▶ DO THIS: Could you rewrite only the lines from the line with "target: man's chin" to the line with "190 59 L 190", both ends included and the requests kept as they are, but with every path coordinate in the answers multiplied by 2.1 and rounded to a whole number, halves going up?

▶ RECORDED INFORMATION:
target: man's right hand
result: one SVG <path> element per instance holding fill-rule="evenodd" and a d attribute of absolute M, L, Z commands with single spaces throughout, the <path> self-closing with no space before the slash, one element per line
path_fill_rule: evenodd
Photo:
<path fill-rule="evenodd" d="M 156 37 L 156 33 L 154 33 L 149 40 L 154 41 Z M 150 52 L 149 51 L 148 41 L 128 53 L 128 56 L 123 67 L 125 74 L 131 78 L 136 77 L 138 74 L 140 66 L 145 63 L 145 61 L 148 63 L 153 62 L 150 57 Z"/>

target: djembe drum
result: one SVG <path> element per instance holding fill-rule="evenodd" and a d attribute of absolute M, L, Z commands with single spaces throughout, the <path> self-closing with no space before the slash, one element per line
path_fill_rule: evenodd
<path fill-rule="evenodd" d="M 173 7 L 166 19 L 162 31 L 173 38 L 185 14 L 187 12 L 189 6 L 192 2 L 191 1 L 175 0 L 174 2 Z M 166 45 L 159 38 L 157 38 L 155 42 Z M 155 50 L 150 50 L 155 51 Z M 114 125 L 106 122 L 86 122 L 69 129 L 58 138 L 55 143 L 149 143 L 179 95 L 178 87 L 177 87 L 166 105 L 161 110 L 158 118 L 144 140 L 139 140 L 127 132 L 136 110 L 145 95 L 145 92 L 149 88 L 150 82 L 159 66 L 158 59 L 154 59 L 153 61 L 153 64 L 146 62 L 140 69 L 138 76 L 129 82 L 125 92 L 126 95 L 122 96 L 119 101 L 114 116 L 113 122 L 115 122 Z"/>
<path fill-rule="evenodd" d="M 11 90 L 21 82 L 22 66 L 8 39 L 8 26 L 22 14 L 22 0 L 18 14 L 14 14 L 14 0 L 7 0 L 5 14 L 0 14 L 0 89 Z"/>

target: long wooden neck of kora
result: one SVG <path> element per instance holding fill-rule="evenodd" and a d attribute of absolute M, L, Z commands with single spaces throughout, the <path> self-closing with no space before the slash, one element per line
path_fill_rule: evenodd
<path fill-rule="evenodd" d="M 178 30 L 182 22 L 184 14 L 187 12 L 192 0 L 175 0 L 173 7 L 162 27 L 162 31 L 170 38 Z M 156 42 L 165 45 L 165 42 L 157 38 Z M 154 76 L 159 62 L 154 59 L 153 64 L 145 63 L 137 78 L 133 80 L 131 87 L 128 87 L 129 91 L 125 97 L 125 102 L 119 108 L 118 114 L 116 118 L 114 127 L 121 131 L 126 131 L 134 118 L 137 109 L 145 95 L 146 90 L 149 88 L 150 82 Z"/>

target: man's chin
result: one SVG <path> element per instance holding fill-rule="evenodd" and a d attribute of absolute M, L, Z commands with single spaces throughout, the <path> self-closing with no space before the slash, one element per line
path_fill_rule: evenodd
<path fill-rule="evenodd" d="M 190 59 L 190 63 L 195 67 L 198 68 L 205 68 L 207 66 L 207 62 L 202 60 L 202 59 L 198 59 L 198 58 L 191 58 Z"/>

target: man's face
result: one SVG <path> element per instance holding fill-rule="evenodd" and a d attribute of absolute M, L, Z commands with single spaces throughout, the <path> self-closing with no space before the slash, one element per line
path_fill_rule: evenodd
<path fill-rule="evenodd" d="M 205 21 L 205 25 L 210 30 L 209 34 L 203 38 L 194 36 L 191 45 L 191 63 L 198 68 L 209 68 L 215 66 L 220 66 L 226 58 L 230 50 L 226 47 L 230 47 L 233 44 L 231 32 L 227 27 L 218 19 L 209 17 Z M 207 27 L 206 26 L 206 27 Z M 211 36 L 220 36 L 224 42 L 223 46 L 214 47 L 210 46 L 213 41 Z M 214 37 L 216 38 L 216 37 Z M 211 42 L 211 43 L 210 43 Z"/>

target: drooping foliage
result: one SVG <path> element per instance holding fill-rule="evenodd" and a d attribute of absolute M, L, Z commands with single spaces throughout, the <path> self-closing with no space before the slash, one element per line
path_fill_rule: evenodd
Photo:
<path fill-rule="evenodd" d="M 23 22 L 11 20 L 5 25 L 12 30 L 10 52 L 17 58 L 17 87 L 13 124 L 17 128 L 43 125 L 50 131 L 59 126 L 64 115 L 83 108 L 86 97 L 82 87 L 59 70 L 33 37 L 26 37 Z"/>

▶ ANSWER BELOW:
target: man's chin
result: one SVG <path> element per instance holding fill-rule="evenodd" and a d attribute of absolute M, L, Z commands with single spaces throughout, the <path> self-closing with no space before the slash, one element per line
path_fill_rule: evenodd
<path fill-rule="evenodd" d="M 399 124 L 399 132 L 410 141 L 416 143 L 431 143 L 435 139 L 435 130 L 424 126 L 424 124 L 416 124 L 416 122 L 401 122 Z"/>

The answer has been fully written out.